__The records__:
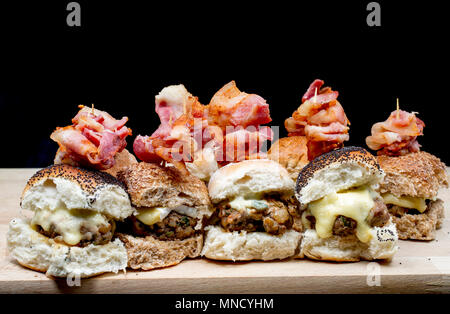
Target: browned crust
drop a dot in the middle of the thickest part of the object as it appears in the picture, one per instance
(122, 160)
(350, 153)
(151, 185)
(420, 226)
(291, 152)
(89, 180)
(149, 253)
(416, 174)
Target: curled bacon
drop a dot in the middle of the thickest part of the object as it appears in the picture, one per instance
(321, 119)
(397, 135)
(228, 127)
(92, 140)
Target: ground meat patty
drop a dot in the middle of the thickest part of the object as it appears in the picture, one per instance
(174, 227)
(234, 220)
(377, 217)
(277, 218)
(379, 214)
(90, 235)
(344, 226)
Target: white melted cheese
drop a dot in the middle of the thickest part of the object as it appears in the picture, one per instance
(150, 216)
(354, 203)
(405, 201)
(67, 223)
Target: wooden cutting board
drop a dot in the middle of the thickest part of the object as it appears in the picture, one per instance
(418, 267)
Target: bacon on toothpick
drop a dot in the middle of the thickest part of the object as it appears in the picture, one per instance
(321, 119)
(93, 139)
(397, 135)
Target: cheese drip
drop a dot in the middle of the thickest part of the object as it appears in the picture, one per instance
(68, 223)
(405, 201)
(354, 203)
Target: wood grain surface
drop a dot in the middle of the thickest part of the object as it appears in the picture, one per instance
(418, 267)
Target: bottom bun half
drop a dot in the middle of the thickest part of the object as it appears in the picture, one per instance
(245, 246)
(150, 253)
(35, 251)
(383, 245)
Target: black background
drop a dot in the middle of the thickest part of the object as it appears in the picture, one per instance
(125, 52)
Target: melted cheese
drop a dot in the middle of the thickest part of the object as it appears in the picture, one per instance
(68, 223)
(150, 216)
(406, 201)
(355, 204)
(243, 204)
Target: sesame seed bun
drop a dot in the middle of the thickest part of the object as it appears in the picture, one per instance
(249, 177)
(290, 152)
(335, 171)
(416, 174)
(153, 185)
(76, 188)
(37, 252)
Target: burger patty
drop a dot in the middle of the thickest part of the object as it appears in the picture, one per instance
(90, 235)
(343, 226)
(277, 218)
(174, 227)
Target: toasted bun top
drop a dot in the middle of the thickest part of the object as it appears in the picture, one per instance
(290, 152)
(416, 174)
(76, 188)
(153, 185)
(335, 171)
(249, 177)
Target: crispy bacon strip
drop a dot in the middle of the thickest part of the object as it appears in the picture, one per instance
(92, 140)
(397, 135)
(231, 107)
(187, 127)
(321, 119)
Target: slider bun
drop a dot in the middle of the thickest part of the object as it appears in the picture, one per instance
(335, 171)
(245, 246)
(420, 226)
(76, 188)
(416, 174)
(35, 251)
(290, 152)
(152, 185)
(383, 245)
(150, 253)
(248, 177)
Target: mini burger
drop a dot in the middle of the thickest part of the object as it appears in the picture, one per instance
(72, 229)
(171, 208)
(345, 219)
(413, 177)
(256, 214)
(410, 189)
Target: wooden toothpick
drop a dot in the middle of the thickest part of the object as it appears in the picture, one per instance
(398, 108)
...
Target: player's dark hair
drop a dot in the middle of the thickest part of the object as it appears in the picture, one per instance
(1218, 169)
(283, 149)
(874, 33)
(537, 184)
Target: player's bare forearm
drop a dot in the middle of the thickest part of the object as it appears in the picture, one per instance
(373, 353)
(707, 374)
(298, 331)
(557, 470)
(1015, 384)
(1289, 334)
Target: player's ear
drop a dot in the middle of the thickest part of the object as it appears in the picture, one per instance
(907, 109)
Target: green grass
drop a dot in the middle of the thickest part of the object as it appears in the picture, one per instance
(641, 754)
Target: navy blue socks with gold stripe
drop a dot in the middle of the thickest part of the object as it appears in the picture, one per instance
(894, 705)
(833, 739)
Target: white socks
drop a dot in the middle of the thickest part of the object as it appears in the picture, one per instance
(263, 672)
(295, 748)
---
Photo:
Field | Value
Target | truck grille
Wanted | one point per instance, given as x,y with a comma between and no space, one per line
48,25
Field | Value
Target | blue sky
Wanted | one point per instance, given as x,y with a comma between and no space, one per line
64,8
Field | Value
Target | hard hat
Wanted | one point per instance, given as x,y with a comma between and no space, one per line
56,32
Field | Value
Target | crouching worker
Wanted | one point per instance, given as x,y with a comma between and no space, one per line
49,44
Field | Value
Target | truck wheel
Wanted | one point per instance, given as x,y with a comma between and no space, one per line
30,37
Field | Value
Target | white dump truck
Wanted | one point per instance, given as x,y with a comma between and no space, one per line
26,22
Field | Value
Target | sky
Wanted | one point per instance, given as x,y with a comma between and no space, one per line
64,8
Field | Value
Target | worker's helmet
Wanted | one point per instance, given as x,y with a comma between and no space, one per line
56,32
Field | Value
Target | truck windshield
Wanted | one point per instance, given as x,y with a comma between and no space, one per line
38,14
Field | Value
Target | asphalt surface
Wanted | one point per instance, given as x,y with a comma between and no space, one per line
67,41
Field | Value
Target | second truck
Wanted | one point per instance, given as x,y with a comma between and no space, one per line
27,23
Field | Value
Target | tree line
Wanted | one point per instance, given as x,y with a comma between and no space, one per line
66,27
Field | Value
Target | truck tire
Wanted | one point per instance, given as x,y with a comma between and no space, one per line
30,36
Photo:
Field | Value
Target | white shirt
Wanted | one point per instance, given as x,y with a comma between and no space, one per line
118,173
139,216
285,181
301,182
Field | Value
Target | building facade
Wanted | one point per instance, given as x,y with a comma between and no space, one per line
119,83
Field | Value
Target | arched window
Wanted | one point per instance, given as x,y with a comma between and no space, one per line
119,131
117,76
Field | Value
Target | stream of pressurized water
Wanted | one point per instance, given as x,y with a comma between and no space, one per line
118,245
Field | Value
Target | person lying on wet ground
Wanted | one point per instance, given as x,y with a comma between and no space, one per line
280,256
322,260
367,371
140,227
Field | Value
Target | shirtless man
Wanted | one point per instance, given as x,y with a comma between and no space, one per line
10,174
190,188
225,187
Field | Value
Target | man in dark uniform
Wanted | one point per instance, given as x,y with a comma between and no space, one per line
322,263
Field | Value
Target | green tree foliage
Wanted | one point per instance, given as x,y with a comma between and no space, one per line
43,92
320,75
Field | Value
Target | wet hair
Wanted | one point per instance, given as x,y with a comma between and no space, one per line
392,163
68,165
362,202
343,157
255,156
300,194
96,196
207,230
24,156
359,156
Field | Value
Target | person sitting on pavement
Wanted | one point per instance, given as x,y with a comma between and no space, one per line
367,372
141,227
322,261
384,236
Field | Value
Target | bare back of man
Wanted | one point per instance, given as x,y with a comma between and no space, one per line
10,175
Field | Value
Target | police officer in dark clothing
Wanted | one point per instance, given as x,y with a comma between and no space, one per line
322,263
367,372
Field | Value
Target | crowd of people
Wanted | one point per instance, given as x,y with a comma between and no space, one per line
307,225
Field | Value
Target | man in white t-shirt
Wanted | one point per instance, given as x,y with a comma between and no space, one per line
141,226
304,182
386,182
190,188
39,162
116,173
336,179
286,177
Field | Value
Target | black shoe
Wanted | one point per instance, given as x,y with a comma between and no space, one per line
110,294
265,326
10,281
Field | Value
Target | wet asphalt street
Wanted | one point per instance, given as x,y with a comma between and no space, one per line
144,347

__What you have to do__: Beginning with the line above that contains "Target: browned crust", copy each line exactly up to and including the line that contains "Target: bacon on toothpick", and go no further.

__Completed exercise__:
Target: browned crust
drop a dot in the middle of the thickest part of the object as it appears in the picture, one per instance
(122, 160)
(350, 153)
(151, 185)
(420, 226)
(291, 152)
(89, 180)
(149, 253)
(416, 174)
Target: curled bacon
drop a dot in the middle of the thickest part of the object as it appears in the picture, one per instance
(321, 119)
(397, 135)
(228, 127)
(92, 140)
Target: ground meat patty
drop a dot in the middle of the thickest part of the object as it appears in the picture, one per instance
(174, 227)
(234, 220)
(377, 217)
(277, 218)
(379, 214)
(90, 235)
(344, 226)
Target: white melted cheese
drop a dot in the middle of the thickest part of the object as it appears in the picture, one per instance
(150, 216)
(354, 203)
(405, 201)
(67, 223)
Target: wooden cutting board
drop a dot in the middle of the thickest part of the object as it appears in the picture, one per instance
(418, 267)
Target: bacon on toothpick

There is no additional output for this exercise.